Planning a Greek Organization Reunion
In this article
The Chapter Scatter
Greek organizations have a unique reunion challenge. Your membership spans decades. The people who founded the chapter in 1972 share letters with someone who crossed in 2023. They have the same organization in common but wildly different college experiences, career stages, and expectations for what a reunion weekend should look like.
That spread is the challenge and the gift. Getting it right means building a weekend flexible enough for a 65-year-old retired founder and a 25-year-old who is still figuring out their first job.
Finding Alumni
The biggest logistical hurdle is the list. Chapters turn over every four years. Records get lost. National organizations may have alumni databases, but they are often incomplete or out of date.
Start with what you have. Current chapter records, graduation lists, social media groups. Build outward. Every person you find knows three more. Create a shared spreadsheet and let people add names and contact information as they reconnect.
Use LinkedIn strategically. Search by university and Greek organization. People list their membership on professional profiles more often than you would expect. A direct message that says "we are planning a chapter reunion and want to make sure you are invited" is specific enough to get a response.
Contact your national or regional organization. They may have reunion support resources, mailing lists, or even funding for alumni engagement events. Ask before you assume it does not exist.
Balancing Generations
A reunion that skews entirely toward one era alienates everyone else. If the whole program is about the founding generation, the younger alumni feel like spectators. If it is all about recent chapter achievements, the older members feel forgotten.
Structure the weekend in layers. Friday evening, keep it casual. A mixer at a restaurant or lounge near campus where people can arrive on their own schedule and find their era. This is where the 1985 line finds each other and the 2015 line catches up. Let it be organic.
Saturday, bring everyone together. A daytime event on or near campus. Tours of the chapter house if there is one. A group photo by line or decade. A program that touches each generation: a founding member shares the origin story, a mid-career alum talks about where the chapter went, a recent graduate talks about where it is going.
Saturday evening, the main event. Dinner, a program, music, and the part everyone actually came for, which is being in a room full of people who share something specific and hard to explain to outsiders.
The Step Show Question
If your organization has a step tradition, the reunion will eventually land on this question: do we do a step show? The answer depends on your specific group, but here are the considerations.
A step show can be the highlight of the weekend. It is visceral, it is tradition, and it connects generations in a way that nothing else does. Watching a 60-year-old hit the same steps they learned at 19 is powerful.
But it requires rehearsal, and people are traveling in from different cities. If you want a formal step show, you need to organize it months in advance with designated participants and practice sessions. A more realistic approach for a reunion: an open floor where lines can showcase if they want to, no pressure, no judging. Keep it celebratory, not competitive.

[Problems to solve]:
1. In the reunion planning article, how often do chapters turn over?
2. Resume the reunion planning article right after its final sentence.

[Records supplied]:
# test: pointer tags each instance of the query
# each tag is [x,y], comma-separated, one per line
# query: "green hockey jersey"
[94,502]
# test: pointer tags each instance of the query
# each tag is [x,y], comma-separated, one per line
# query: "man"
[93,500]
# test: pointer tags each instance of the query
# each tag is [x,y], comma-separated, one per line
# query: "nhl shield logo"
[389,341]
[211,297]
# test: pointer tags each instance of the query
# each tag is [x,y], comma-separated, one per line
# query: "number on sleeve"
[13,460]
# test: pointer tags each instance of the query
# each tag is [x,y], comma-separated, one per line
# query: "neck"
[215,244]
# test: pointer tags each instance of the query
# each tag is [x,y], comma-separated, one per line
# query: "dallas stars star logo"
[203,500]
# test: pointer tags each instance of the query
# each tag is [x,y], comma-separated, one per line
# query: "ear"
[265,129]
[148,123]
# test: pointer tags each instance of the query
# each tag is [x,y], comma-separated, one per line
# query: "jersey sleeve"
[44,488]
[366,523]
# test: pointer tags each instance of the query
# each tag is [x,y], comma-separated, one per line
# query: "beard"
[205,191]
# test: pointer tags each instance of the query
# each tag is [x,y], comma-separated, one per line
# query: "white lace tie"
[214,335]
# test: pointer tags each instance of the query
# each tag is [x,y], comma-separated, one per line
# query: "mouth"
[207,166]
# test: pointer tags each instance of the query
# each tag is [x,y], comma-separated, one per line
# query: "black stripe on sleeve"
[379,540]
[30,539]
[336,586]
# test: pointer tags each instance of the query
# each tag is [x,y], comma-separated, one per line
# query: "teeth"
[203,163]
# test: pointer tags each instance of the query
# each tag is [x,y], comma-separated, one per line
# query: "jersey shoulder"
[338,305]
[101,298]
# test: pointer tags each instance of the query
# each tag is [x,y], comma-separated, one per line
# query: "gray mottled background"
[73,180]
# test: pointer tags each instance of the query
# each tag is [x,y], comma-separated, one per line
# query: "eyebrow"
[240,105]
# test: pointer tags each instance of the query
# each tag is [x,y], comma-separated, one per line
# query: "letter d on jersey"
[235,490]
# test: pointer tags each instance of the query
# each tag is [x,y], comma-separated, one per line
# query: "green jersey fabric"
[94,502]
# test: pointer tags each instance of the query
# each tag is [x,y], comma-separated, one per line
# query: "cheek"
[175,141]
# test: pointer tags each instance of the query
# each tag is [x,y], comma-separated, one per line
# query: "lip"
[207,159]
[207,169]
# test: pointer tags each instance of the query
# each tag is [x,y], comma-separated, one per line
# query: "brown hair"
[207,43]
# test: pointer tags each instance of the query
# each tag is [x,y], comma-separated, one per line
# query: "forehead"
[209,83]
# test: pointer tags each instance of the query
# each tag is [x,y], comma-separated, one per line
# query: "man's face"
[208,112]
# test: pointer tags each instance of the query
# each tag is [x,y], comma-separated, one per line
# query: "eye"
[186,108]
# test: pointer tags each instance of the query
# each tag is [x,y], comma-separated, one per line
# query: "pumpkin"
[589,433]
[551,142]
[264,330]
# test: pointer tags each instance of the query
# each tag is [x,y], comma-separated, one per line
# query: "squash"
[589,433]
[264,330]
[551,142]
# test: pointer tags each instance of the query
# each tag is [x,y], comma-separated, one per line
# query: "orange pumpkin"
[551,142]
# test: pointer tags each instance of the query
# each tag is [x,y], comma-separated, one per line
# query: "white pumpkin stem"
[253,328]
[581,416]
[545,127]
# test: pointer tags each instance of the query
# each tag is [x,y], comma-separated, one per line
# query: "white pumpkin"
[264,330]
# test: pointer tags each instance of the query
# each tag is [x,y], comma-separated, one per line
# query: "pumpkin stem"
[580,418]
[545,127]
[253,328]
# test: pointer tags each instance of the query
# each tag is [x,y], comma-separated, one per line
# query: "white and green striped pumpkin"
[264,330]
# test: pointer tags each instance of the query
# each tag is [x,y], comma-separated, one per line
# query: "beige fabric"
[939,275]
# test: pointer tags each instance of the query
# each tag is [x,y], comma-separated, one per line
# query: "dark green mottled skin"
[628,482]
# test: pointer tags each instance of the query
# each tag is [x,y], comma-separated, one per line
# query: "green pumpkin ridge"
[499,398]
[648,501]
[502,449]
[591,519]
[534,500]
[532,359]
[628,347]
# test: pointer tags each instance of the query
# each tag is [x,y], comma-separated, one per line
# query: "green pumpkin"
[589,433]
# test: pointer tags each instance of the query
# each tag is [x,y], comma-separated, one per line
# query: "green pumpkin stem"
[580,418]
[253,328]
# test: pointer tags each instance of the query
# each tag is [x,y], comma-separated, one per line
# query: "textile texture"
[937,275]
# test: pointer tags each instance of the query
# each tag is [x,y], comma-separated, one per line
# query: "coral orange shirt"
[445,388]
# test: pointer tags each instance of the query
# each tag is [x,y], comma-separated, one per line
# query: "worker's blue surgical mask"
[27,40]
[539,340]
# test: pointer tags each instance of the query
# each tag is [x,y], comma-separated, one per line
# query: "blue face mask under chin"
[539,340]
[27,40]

[Responses for each task]:
1. Every four years.

2.
The moment someone starts stepping and the room erupts, you will understand why it belongs in the program.
Campus vs. Off-Campus
Holding the reunion on or near campus adds meaning. People want to walk the yard, see the buildings, visit the chapter house. But campus venues come with restrictions, alcohol policies, and limited availability, especially during the academic year.
The best approach is a campus component and an off-campus home base. Book a hotel nearby with a block of rooms and a hospitality suite. Do a campus visit Saturday afternoon. Hold the main dinner and evening events at the hotel or a nearby venue where you control the space.
If you are planning around homecoming weekend, book everything a year in advance. Hotels near college campuses during homecoming sell out fast and charge premium rates. This is not news to anyone who has tried to book a room in October near an HBCU.
The Business Side
Greek reunions often have a financial component, dues, donations to the chapter or a scholarship fund, or a community service project. Be transparent about it. If part of the registration fee goes to a scholarship, say so upfront. People are far more willing to pay $150 when they know $50 of it funds a student.
Set a registration fee that covers the actual costs of the weekend: venue, food, entertainment, supplies. Do not subsidize the event out of your own pocket and hope people pay you back. That is how organizers burn out and never plan again.
Offer a payment plan if the cost is significant. Not everyone can drop $200 in one payment, but they can do $50 a month for four months. Make it easy.
After the Weekend
The reunion is a catalyst, not an endpoint. Use it to rebuild the alumni network. Collect updated contact information. Start a group chat or email list. Plan smaller regional meetups between reunions.
Share photos and videos within a week. Tag people. Let the content travel. Every post that reaches an alum who did not attend is a seed for next time.
The letters mean something. The reunion is where you prove it.